GOAL: Set down the lines of the records without any change, starting with the line that contains "Could you kindly annotate the concrete" and continuing through the end of the records.

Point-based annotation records
○ ○ ○ ○

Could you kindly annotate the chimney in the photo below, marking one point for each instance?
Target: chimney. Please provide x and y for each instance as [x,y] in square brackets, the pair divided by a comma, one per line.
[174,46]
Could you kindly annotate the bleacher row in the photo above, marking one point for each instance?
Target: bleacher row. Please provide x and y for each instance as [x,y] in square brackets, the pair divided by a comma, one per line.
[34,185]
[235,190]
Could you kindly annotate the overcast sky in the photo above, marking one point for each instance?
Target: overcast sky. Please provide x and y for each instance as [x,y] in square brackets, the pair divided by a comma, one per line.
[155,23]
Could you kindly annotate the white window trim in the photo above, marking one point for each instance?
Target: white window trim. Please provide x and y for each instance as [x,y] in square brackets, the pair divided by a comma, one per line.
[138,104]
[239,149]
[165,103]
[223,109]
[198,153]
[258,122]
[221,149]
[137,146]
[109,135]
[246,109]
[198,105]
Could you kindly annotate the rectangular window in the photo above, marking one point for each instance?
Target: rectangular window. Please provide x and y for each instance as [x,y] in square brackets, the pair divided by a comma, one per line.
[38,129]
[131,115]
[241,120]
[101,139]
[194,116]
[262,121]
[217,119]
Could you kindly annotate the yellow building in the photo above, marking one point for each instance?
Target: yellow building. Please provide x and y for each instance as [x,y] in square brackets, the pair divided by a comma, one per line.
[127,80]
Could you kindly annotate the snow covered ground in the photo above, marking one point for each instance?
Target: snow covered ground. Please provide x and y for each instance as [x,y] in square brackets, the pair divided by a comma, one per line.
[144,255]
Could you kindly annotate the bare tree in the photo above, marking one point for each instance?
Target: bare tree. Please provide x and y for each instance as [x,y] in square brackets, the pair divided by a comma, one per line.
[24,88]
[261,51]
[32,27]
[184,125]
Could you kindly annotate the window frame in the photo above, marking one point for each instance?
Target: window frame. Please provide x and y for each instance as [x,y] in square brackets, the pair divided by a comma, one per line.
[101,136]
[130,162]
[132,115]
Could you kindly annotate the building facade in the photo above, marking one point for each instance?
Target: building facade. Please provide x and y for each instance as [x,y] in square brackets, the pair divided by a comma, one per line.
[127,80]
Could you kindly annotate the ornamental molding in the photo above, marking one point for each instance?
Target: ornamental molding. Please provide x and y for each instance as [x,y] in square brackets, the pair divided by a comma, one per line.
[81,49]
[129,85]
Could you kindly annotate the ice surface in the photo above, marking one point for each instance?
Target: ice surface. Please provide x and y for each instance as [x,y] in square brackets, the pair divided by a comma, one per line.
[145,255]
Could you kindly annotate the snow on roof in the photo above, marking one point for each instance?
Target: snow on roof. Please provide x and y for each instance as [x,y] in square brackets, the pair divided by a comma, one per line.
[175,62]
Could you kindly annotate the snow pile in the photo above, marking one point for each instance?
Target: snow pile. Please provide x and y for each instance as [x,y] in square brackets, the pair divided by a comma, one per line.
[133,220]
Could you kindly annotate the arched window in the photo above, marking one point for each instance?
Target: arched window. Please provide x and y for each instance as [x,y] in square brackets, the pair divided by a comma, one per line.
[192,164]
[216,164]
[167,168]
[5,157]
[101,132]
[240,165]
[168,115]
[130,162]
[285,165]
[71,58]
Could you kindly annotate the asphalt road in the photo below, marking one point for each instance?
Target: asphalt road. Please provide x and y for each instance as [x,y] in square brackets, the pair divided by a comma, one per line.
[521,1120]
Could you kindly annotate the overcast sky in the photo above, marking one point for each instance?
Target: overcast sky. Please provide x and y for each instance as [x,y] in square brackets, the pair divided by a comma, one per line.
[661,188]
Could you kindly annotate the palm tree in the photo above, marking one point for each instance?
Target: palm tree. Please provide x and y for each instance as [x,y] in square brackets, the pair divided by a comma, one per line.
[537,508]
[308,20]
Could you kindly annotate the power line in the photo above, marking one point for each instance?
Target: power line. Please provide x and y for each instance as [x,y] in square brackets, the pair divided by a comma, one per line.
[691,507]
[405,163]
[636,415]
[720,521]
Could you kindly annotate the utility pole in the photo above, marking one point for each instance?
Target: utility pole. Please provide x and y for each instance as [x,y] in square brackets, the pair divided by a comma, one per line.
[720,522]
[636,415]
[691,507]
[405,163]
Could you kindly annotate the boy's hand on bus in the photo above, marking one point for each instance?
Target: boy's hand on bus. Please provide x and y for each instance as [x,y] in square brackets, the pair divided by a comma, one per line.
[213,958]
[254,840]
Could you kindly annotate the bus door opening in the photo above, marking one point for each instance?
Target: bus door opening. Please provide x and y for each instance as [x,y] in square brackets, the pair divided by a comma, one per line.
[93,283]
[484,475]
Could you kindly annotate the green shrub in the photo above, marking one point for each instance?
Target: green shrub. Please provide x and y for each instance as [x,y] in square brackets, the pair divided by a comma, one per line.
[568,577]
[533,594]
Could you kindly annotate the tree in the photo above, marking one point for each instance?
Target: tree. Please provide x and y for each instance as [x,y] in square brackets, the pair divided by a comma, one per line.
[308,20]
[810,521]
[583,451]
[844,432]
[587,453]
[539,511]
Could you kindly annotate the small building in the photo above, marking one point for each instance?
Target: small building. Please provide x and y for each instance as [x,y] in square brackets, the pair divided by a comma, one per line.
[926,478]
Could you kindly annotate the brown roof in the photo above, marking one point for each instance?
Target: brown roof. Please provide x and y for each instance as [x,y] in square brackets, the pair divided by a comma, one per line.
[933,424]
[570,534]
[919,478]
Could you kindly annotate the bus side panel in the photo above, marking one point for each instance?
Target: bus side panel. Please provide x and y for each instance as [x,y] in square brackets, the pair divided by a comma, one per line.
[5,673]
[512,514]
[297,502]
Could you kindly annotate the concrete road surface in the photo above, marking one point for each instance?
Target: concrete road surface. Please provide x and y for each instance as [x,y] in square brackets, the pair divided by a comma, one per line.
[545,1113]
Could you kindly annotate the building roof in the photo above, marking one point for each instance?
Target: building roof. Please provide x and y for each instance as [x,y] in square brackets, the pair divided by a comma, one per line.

○ ○ ○ ○

TASK RESULT:
Could you kindly annotate the concrete road surface in the photo above, marking one point for each instance?
Target: concrete road surface. Please provide x and y for each instance as [x,y] in square brackets, the pair divided by a comma, one per line.
[545,1113]
Could you kindly annotate the building roof in the photo above, marking one point for each instance?
Target: building roof. Please provide x and y for each instance as [x,y] in square brackets, the pair divided by a comma, one per line.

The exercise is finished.